_Exercise requirements_. Can you copy word for word the lines of the records below, beginning at the line that contains "Place a point on every instance of the chair armrest" and stopping after the line that contains "x=577 y=168"?

_Given data_.
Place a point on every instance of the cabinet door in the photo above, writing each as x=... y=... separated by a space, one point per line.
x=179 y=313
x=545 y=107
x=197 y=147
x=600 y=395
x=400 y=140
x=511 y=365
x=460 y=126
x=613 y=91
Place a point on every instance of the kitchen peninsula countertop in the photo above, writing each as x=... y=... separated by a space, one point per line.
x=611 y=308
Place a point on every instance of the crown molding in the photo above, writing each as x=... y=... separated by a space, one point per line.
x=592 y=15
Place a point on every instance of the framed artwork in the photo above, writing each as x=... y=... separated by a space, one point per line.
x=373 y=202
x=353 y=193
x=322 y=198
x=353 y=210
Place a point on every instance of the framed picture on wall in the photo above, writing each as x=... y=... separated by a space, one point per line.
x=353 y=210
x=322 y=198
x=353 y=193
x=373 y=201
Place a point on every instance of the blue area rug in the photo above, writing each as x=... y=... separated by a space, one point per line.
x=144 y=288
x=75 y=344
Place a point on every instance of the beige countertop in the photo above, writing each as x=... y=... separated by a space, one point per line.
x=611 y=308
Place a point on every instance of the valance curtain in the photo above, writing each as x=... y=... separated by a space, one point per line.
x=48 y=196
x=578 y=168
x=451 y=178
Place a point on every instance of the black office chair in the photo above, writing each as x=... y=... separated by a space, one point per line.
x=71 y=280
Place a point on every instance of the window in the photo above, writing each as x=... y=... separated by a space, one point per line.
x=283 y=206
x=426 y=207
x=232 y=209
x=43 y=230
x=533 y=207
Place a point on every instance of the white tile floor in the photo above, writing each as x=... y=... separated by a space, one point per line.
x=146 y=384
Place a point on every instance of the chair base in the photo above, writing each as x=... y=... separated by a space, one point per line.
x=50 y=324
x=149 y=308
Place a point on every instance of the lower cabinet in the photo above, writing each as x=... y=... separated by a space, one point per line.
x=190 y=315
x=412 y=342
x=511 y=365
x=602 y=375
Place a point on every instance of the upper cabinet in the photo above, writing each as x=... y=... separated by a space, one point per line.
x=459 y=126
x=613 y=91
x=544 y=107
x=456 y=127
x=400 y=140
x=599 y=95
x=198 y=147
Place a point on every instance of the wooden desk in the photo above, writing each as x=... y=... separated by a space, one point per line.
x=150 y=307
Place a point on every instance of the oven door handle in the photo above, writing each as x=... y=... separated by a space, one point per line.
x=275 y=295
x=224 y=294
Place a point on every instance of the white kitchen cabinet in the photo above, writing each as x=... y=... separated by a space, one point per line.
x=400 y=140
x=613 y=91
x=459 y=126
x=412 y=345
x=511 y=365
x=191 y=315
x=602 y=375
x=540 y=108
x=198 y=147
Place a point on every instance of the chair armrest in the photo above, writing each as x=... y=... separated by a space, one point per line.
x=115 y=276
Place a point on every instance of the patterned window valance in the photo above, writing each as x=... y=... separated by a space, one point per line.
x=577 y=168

--

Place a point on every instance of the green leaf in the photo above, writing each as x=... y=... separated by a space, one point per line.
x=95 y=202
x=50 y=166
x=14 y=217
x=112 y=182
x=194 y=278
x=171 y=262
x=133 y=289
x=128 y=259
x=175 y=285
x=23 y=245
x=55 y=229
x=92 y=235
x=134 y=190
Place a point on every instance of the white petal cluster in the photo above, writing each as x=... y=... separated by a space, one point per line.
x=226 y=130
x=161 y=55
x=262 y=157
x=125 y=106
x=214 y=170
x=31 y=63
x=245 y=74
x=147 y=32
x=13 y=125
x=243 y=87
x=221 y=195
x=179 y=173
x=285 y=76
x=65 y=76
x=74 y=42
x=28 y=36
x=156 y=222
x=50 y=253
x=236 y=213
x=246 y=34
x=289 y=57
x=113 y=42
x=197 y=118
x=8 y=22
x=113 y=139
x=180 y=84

...

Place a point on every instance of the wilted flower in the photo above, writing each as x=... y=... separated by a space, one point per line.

_Complete output_.
Place a point on every instance of the chair armrest in the photo above, writing each as x=... y=... separated by a space, one point per line.
x=115 y=276
Place a point on every instance of the patterned window valance in the photo above, writing each as x=... y=... separated by a space, one point per line.
x=577 y=168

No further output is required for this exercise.